Transcribe the data that follows. Match it character for character.
[[ DATA SHOWN open ]]
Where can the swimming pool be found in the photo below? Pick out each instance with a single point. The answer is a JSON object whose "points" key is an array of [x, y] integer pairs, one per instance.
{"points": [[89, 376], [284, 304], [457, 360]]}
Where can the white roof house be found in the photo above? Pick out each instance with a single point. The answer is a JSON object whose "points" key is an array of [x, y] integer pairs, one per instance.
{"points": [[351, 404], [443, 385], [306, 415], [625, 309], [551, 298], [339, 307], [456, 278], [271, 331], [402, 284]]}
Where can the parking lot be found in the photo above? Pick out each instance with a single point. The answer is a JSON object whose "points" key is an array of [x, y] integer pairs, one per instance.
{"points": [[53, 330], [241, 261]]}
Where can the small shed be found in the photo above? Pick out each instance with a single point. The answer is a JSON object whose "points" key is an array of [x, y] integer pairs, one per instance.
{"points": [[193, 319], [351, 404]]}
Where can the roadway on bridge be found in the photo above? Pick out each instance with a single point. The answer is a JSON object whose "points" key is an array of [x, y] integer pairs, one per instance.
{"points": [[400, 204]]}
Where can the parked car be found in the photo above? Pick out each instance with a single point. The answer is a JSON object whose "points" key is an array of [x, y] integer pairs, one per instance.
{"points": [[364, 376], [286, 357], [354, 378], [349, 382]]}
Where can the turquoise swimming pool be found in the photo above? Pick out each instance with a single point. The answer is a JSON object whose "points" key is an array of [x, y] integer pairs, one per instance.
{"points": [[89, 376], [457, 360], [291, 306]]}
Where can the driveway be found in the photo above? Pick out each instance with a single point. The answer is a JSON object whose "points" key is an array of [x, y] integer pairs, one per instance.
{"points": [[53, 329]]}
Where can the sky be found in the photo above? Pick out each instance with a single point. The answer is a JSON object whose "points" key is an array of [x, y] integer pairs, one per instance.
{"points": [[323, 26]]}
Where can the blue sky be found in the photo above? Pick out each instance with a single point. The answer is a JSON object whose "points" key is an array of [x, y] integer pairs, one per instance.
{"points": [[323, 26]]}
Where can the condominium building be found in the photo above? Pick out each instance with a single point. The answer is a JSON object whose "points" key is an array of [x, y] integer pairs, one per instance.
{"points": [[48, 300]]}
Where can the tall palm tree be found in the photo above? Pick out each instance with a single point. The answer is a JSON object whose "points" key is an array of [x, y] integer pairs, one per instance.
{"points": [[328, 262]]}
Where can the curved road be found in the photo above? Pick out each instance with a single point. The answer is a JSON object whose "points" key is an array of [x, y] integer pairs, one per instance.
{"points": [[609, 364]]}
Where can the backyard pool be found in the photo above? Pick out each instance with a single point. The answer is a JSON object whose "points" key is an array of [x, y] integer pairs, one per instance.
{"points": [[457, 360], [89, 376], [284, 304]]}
[[ DATA SHOWN closed ]]
→ REPLY TO THE TASK
Where can the swimming pool be found in the photo below? Pick out each instance with a single point. The answer is a JSON object whose "points" key is an array of [x, y] integer pairs, one per instance.
{"points": [[89, 376], [284, 304], [457, 360]]}
Where can the white roof house be found in the photo above? Pick out each instance with a single point. The answer is a JSON object whose "points" key is an array of [x, y] integer pairs, one per instance.
{"points": [[351, 404], [443, 385], [306, 415], [625, 309], [551, 298], [339, 307], [456, 278], [271, 331], [402, 284]]}
Where can the parking lot be found in the photo above? Pick out each instance with a single point. The answer is a JSON object whose "points" key is an array of [x, y] integer pairs, one per instance.
{"points": [[53, 330], [241, 261]]}
Where can the small shed be found in the photo above? Pick out each instance with a single point. The answer is a JSON object whose "points" key is an array of [x, y] integer pairs, one per instance.
{"points": [[193, 319], [351, 404]]}
Where can the roadway on bridge be found in the photo above? Pick out each instance with a single point. The answer is a JSON object whose "points" key is an array of [x, y] integer pairs, one per instance.
{"points": [[400, 204]]}
Where can the parked car be found in the photo above? Pick out each instance with a single point. The answer is a JSON object whose "points" key is an array of [x, y] integer pairs, one per instance.
{"points": [[364, 376], [286, 357], [354, 378], [349, 382]]}
Where can the turquoise swimming pool be found in the photo above? Pick out each instance with a single point. The answer is a JSON object whose "points" key is an array of [x, y] integer pairs, one per instance.
{"points": [[89, 376], [457, 360], [291, 306]]}
Where can the driveway be found in the photo above? Pick out each instance with a single point. The answer is a JSON object whose "points" key is an array of [x, y] integer pairs, one per instance.
{"points": [[53, 329]]}
Where can the sky be found in the photo above? Pick out each instance with a single point. The answer is a JSON object whose "points" key is an array of [x, y] integer pairs, one per instance.
{"points": [[323, 26]]}
Where can the blue sky be found in the photo above? Pick out each instance with a single point. The answer is a JSON object whose "points" key is an array of [x, y] integer pairs, one per instance.
{"points": [[323, 26]]}
Where can the condominium building be found in the photo above? Pick out each instance with a single point. The answer is a JSON object whose "points" key is an array of [x, y] integer pairs, one per instance.
{"points": [[48, 300]]}
Where can the tall palm tree be found in the photo above? Pick out each instance with a single point. The answer is a JSON object whose "points" key is an array of [x, y] integer pairs, one per instance.
{"points": [[328, 262]]}
Where can the curved road be found in the photo above? Pick out each instance with a single point. The answer is a JSON object whose "points" key is an array of [x, y] integer pairs, one per instance.
{"points": [[609, 364]]}
Where can the backyard pool be found in the photo above? Pick out each instance with a single point. The answer is a JSON object whose "points" key is an array of [x, y] integer pairs, one per instance.
{"points": [[457, 360], [89, 376], [284, 304]]}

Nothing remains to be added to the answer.